■ TASK ITEM: Resume the article on COVID-19 and amputation rates in Victoria, Australia, writing on from its last sentence.

■ SOURCE DOCUMENT:
The COVID-19 pandemic has had indirect and deleterious effects on patient health due to interruptions to routine provision of healthcare. A recent study evaluated the impact of the pandemic on patients with peripheral vascular disease in Australia by analyzing rates of amputation, indications for amputation, and urgency of surgery in the pre-pandemic and pandemic periods.
The study found an increase in the number of amputations overall and a significant increase in major amputations during the pandemic compared to pre-pandemic times. Tissue loss secondary to arterial insufficiency was an increasingly common indication for amputation that was observed in the pandemic group, indicating that disruption to revascularization likely contributed to this increase in amputations.
Researchers used the Australian Vascular Audit to capture lower-limb amputation data in Victoria, Australia, in the 22 months before and after the start of the pandemic and found that the number of amputations increased from 1,770 pre-pandemic to 1,850 during the pandemic, a 4.3 percent increase. This was largely driven by a statistically significant 19 percent increase in major amputations. The number of minor amputations remained relatively similar in the two time periods.

■ DATASET EXCERPTS:

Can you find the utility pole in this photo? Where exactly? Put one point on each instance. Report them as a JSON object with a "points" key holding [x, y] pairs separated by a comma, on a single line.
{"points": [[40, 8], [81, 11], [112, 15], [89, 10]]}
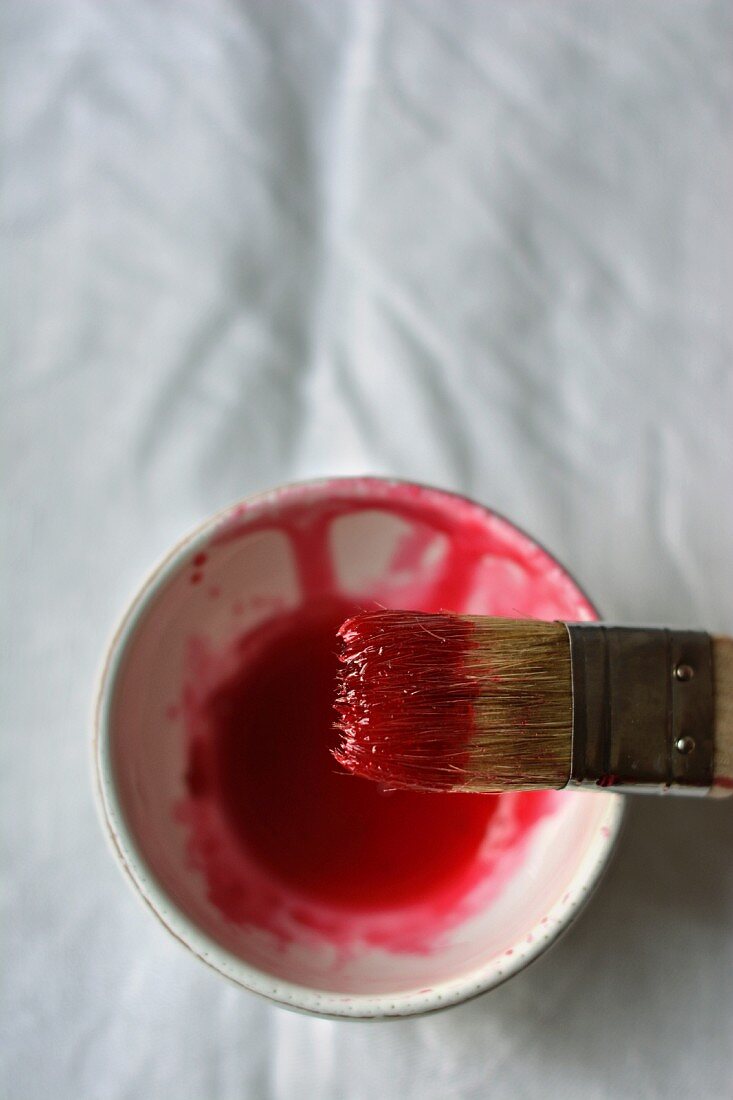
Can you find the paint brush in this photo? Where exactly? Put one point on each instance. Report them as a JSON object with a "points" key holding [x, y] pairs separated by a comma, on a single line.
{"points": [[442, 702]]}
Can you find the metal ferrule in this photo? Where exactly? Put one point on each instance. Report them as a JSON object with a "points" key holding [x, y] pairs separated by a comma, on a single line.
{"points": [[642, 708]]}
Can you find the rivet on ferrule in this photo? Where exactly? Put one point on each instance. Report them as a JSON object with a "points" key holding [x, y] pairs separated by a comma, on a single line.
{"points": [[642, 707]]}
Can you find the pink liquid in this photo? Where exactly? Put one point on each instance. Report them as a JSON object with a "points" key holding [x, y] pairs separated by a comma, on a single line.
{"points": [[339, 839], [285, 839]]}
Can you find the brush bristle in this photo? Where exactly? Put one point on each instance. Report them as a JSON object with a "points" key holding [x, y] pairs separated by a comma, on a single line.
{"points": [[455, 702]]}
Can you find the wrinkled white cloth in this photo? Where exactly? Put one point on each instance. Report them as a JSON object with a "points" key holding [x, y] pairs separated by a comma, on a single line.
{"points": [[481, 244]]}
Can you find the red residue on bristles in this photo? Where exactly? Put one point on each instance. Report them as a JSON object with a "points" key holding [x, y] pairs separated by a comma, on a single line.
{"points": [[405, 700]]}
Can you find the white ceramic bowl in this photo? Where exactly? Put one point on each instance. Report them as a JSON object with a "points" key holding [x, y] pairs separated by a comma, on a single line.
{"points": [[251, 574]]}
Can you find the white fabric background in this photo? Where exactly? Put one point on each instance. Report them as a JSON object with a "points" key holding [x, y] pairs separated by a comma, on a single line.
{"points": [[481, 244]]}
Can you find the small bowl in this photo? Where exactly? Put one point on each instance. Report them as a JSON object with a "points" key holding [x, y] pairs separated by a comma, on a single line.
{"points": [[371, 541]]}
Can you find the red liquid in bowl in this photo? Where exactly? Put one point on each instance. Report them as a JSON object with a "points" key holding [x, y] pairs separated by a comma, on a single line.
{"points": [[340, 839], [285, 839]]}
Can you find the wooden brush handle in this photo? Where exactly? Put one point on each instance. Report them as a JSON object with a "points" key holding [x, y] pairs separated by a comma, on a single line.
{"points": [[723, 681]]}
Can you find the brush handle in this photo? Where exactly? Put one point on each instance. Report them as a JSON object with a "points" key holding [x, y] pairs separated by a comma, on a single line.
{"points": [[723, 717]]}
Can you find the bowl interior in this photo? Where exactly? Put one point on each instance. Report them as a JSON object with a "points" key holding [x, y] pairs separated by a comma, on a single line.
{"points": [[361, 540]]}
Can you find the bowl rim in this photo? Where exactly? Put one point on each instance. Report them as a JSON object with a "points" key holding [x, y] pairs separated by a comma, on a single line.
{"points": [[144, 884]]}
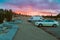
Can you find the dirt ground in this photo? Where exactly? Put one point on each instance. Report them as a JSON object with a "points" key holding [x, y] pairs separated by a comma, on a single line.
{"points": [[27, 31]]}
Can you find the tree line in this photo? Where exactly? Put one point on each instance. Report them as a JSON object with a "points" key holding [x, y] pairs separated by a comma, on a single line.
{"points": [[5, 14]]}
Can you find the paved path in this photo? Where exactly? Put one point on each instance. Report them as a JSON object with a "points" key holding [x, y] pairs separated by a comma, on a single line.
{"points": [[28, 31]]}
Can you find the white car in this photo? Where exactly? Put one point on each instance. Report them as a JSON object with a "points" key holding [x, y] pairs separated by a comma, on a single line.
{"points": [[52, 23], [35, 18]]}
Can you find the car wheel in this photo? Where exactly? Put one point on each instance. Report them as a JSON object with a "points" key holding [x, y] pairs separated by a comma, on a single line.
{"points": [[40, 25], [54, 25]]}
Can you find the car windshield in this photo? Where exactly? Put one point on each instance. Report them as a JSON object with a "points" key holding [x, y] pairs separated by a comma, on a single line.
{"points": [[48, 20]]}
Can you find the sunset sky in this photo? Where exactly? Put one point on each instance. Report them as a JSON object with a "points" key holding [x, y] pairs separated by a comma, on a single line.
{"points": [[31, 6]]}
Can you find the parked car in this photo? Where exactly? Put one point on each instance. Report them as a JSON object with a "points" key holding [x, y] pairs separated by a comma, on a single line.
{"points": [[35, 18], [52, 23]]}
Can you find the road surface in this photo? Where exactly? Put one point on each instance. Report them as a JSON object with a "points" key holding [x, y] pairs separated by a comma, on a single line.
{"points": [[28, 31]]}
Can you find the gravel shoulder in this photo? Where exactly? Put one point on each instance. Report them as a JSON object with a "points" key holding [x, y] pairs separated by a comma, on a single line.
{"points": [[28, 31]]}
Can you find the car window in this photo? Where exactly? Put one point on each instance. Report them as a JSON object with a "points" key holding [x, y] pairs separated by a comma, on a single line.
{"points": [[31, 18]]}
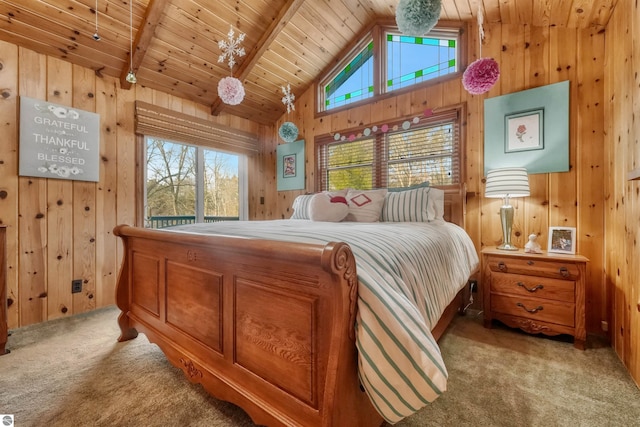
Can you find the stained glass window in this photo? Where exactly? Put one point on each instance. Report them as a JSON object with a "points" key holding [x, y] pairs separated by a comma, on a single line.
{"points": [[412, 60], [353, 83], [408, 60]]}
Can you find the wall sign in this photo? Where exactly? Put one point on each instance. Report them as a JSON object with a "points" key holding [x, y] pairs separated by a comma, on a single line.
...
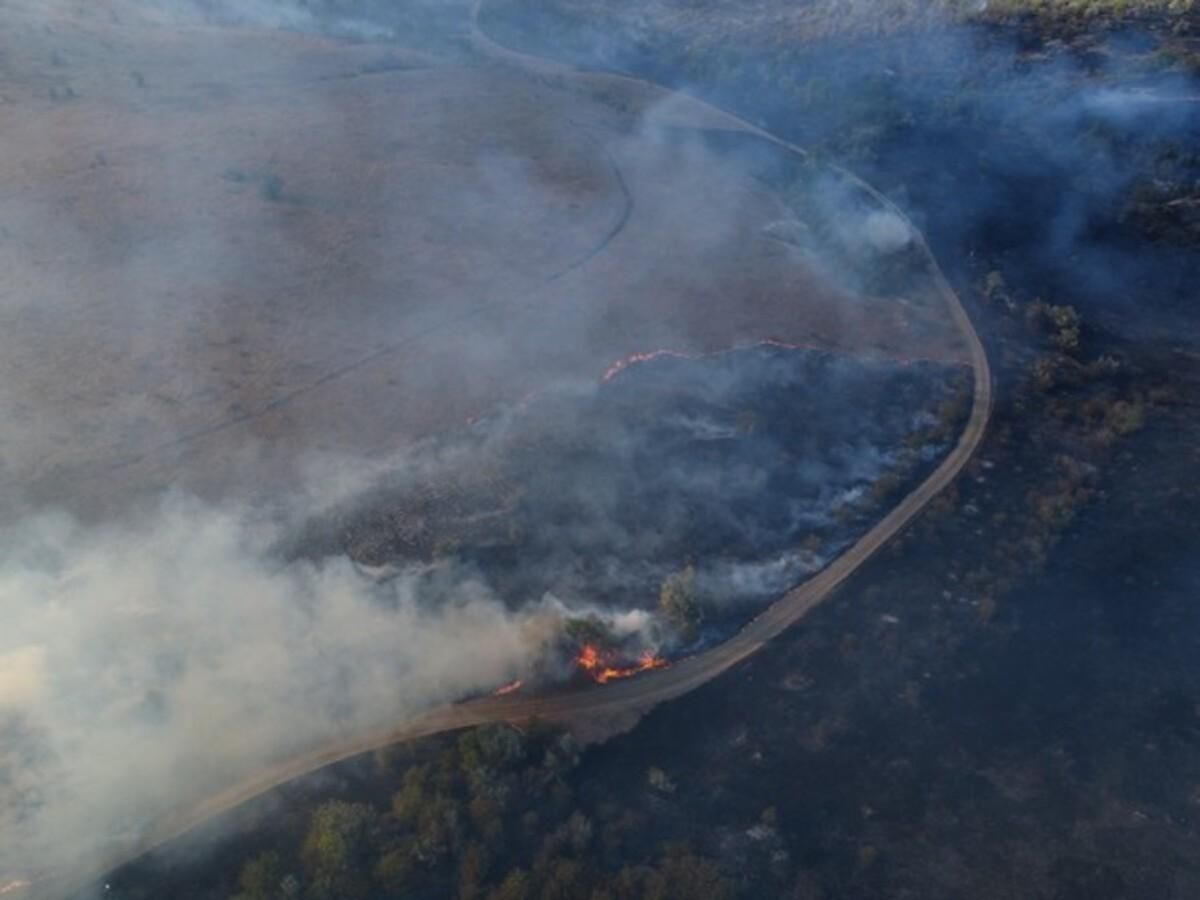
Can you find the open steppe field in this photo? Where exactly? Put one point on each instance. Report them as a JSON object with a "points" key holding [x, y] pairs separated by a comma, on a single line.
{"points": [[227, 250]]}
--
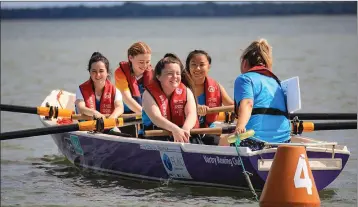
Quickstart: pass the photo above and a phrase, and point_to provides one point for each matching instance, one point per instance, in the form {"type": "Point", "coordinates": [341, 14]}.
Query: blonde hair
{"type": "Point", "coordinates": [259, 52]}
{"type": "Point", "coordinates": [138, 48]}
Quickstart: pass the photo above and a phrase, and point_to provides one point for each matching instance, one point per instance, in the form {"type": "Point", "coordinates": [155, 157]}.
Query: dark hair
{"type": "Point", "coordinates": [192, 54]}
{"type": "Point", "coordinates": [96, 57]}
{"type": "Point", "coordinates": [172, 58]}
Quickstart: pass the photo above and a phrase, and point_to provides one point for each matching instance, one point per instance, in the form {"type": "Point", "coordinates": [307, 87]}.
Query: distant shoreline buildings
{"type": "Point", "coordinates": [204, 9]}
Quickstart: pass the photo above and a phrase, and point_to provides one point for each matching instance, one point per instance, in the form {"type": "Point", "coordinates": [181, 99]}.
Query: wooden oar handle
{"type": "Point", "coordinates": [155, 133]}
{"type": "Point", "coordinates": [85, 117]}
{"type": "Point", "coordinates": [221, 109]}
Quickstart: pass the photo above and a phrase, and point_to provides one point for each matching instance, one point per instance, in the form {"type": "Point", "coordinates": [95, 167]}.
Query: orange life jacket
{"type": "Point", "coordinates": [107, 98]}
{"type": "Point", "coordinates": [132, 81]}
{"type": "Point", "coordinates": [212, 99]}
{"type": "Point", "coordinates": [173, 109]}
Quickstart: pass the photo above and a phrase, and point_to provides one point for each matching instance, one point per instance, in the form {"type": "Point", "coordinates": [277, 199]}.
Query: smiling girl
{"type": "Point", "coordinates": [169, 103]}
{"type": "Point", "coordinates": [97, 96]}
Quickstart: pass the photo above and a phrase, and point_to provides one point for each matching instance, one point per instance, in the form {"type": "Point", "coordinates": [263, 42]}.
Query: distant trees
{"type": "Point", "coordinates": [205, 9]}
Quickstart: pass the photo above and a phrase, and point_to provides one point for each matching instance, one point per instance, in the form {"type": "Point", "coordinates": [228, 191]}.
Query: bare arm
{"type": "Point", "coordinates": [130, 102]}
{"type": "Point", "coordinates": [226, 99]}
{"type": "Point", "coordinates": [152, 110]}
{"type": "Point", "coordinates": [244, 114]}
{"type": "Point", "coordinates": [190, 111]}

■ OUTPUT OF THE TASK:
Amputations due to tissue loss secondary to arterial insufficiency in patients with peripheral vascular disease increased from 474 to 526, an 11 percent increase, potentially indicating disruptions to revascularization procedures contributing to the rise in amputations, according to the study. Elective and emergency surgeries fell by 14 percent and 18 percent, respectively, while semi-urgent amputations increased by 32 percent.
“This study further confirms that patients with chronic diseases are often disproportionately disadvantaged when global crises affect routine provision of healthcare and calls for better systems to be developed that can be used in such crises in the future,” the study’s authors concluded.
The open-access study, “The indirect impact of COVID-19 pandemic on lower extremity amputations–an Australian study,” was published in Vascular Health and Risk Management.